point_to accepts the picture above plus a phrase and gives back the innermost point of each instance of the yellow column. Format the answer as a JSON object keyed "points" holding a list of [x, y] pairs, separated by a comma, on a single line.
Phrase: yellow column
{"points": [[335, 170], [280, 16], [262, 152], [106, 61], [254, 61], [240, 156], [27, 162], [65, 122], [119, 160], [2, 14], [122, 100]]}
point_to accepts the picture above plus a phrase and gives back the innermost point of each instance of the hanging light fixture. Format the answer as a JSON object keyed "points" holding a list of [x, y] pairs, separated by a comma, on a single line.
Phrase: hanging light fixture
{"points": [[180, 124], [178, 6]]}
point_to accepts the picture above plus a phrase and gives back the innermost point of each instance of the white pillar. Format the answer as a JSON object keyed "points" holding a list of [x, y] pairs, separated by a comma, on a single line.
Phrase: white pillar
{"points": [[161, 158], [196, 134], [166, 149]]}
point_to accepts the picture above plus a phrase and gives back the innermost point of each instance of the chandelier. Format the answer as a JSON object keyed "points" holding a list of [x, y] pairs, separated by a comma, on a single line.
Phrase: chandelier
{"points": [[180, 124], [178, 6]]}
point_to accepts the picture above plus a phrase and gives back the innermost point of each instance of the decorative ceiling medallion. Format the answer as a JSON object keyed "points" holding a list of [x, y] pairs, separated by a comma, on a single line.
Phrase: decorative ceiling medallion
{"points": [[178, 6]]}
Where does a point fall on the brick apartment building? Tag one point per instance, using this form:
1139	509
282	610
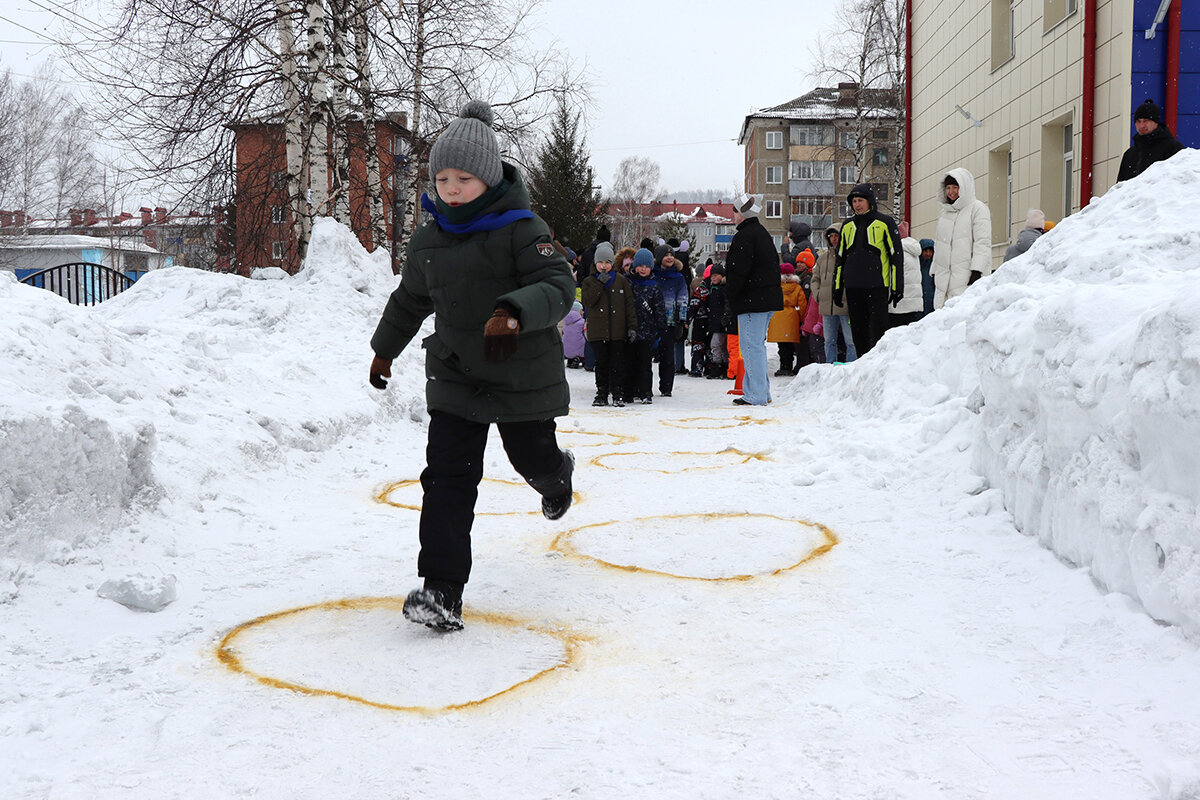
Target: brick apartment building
805	155
265	234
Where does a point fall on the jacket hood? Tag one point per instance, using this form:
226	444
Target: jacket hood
865	191
966	187
799	230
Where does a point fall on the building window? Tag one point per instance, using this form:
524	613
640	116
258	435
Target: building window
1055	11
1002	32
1068	170
1056	184
1000	192
810	134
811	206
810	170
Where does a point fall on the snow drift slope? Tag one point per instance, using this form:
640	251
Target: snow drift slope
1081	364
102	405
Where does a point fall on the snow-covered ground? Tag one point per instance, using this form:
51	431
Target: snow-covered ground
966	566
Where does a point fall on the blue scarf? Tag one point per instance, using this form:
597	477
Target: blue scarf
493	221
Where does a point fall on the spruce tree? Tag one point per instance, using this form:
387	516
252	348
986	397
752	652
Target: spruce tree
561	182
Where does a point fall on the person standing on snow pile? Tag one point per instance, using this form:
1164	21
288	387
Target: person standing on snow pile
963	252
652	325
669	272
1035	226
611	317
751	274
1152	143
834	319
910	308
486	268
869	269
785	324
927	276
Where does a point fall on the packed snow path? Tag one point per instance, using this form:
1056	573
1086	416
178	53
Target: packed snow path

→ **SET PROBLEM**
Reproduce all of the material above word for word, and leave the pictures out of your answer.

→ **ANSWER IN FULL**
point_to accepts the picture above plus a phrase and gives back the innermost point of each instance of the yellow column. Format the answer as a JSON object keyed "points" holding a list of [x, y] pairs, separated by a comma, on a single line.
Phrase: yellow column
{"points": [[335, 170], [280, 16], [262, 152], [106, 61], [254, 61], [240, 156], [27, 162], [65, 122], [119, 160], [2, 14], [122, 100]]}
point_to accepts the picture above plus a phrase and gives back the innermost point of each instance of the hanging light fixture. Format the answer as a JSON object keyed "points" holding a list of [x, y] pairs, separated by a comma, on a single line.
Phrase: hanging light fixture
{"points": [[180, 124], [178, 6]]}
point_to accepts the picture above plus a phrase and gives back the innermost point of each instance of the white pillar. Format the answer as a JSON object keyed "points" holding a list of [x, y] pairs, separated by a comma, on a single line.
Phrase: white pillar
{"points": [[161, 158], [196, 134], [166, 149]]}
point_to accepts the picture above plus a phrase and gives back the innermost point of each instance of the chandelier. Format the answer as a JSON object keyed "points" holding a list of [x, y] pairs, separated by a comma, on a single line.
Phrase: chandelier
{"points": [[180, 124], [178, 6]]}
point_to accepts the picture above plus a phrase and gives back the innermost point of each instance of the decorative ceiling medallion. Format the answer as a JSON object keyed "points" holding a list of [x, y] pairs, separated by a comma, on a single line.
Phrase: decorative ceiling medallion
{"points": [[178, 6]]}
Where does a point fall on the brick apartment building? Tag one point per instance, using this form:
1139	509
282	610
Target: brick apartment building
805	155
265	234
Where does a point fall on the jacket hood? Tag one point per instance, using this form:
226	444
Target: jacket hood
865	191
966	187
799	230
Where does a point fall on the building window? Tag one point per instance, using this form:
524	613
640	116
258	435
Target: building window
1055	11
1002	32
1068	170
1056	184
1000	192
810	134
811	206
810	170
Where does a point fall on the snow drift slope? Tag one point per instance, using this form:
640	251
Target: snow drift slope
1081	364
102	405
Where does a point fall on the snow-covered ground? Tag one point per instance, using this form:
51	431
Target: snow-covered ground
966	566
Where does a point fall on the blue scarf? Tag one point per instance, using this form:
597	477
Target: blue scarf
493	221
Where does a point fall on the spruce tree? Tag one point per instance, using this form:
387	516
252	348
986	397
752	652
Target: spruce tree
561	182
Where does a point fall on the person standing on snow pile? Tag one point per instance, using this form:
1164	21
288	387
Target: person standing on snow pile
963	252
652	325
669	272
1035	226
611	317
751	274
1152	143
834	319
910	308
486	268
869	269
785	324
927	276
Where does a point fall on the packed snow path? Tag one point per instance, using this form:
1056	573
1086	416
178	53
Target: packed snow path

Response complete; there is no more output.